↓↓↓
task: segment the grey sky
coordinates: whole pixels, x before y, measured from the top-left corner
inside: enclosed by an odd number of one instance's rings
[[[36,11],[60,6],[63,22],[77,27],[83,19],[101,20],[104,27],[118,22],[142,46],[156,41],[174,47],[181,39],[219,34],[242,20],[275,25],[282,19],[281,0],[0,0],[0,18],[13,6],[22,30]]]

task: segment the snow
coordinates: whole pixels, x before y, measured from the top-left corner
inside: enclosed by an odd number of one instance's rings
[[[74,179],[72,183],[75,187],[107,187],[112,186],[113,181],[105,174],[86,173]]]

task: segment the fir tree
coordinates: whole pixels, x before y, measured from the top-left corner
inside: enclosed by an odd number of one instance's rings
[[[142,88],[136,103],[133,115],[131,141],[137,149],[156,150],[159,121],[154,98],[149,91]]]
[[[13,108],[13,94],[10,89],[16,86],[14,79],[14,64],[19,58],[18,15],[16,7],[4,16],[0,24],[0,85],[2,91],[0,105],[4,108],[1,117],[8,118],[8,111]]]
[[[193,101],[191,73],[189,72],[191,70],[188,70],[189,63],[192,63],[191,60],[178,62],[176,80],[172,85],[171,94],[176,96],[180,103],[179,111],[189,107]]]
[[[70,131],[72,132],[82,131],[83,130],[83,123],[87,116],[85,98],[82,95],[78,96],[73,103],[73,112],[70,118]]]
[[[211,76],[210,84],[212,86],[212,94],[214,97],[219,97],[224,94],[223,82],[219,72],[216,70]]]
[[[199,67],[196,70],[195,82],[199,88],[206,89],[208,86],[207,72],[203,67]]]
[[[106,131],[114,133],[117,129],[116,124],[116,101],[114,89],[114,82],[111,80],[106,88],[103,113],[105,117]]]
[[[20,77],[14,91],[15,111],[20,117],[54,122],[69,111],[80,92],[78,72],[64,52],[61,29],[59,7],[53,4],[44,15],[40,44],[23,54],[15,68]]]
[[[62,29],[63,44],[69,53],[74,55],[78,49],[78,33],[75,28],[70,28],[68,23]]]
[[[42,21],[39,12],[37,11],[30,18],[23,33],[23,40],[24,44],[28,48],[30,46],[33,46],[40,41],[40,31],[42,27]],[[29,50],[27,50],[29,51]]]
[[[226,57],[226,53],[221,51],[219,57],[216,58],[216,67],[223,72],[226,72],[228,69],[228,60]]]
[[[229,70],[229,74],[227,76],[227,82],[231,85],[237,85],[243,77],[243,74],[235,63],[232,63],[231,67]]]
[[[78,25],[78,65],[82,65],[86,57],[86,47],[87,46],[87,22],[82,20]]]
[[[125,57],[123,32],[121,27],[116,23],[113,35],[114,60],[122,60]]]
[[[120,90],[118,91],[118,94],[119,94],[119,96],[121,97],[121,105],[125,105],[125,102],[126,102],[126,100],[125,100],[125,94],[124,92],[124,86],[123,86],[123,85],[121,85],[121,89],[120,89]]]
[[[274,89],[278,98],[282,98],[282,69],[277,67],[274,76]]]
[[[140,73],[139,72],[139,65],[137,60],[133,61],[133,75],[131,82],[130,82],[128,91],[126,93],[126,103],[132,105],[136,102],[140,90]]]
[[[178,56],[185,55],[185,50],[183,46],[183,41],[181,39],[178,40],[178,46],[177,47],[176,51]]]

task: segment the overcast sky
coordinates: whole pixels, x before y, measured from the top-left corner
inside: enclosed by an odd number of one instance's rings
↑↑↑
**DO THIS**
Output the lines of the records above, from the line containing "task: segment the fir tree" through the line containing "[[[274,89],[278,98],[282,98],[282,69],[277,67],[274,76]]]", inclusive, as a JSON list of strings with one string per line. Omit blank lines.

**WORKED SOLUTION**
[
  "task: segment the fir tree",
  "coordinates: whole pixels, x before y, measured from the top-left corner",
  "inside: enclosed by an odd number of one instance's rings",
  "[[[142,88],[136,103],[133,115],[131,141],[137,149],[156,150],[159,121],[154,98],[149,91]]]",
  "[[[13,108],[13,94],[10,89],[16,86],[14,79],[14,64],[19,58],[18,15],[16,7],[4,16],[0,24],[0,85],[2,91],[0,105],[4,108],[1,117],[8,118],[8,111]]]",
  "[[[193,101],[191,73],[189,72],[191,70],[188,70],[189,63],[192,63],[191,60],[178,62],[176,80],[172,85],[171,94],[176,96],[180,103],[179,111],[189,107]]]",
  "[[[70,131],[72,132],[82,131],[83,130],[83,123],[87,116],[85,98],[82,95],[78,96],[73,103],[73,112],[70,118]]]",
  "[[[211,76],[210,84],[212,86],[212,94],[214,97],[219,97],[224,94],[223,82],[219,72],[216,70]]]",
  "[[[199,67],[196,70],[195,82],[199,88],[206,89],[208,86],[207,72],[203,67]]]",
  "[[[106,131],[114,133],[117,129],[116,124],[116,101],[114,89],[114,82],[111,80],[106,88],[103,113],[105,117]]]",
  "[[[20,77],[14,91],[15,111],[20,117],[54,122],[69,111],[80,92],[78,72],[64,52],[61,29],[59,7],[53,4],[44,15],[40,44],[23,54],[15,68]]]",
  "[[[62,29],[63,44],[69,53],[74,55],[78,49],[78,33],[75,28],[70,28],[68,23]]]",
  "[[[42,21],[39,12],[37,11],[30,18],[23,33],[23,40],[24,44],[28,48],[30,46],[33,46],[40,41],[40,31],[42,27]],[[29,50],[27,50],[29,51]]]",
  "[[[226,57],[226,53],[221,51],[219,57],[216,58],[216,67],[223,72],[226,72],[228,69],[228,60]]]",
  "[[[229,70],[229,74],[227,76],[227,82],[231,85],[237,85],[243,77],[243,74],[235,63],[232,63],[231,67]]]",
  "[[[78,25],[78,65],[82,65],[86,57],[86,47],[87,46],[87,22],[82,20]]]",
  "[[[125,57],[123,32],[121,27],[116,23],[113,35],[114,60],[122,60]]]",
  "[[[120,90],[118,91],[118,94],[119,94],[119,96],[121,97],[121,105],[125,105],[125,102],[126,102],[126,100],[125,100],[125,94],[124,92],[124,86],[123,86],[123,85],[121,85],[121,89],[120,89]]]",
  "[[[274,89],[278,98],[282,98],[282,69],[277,67],[274,76]]]"
]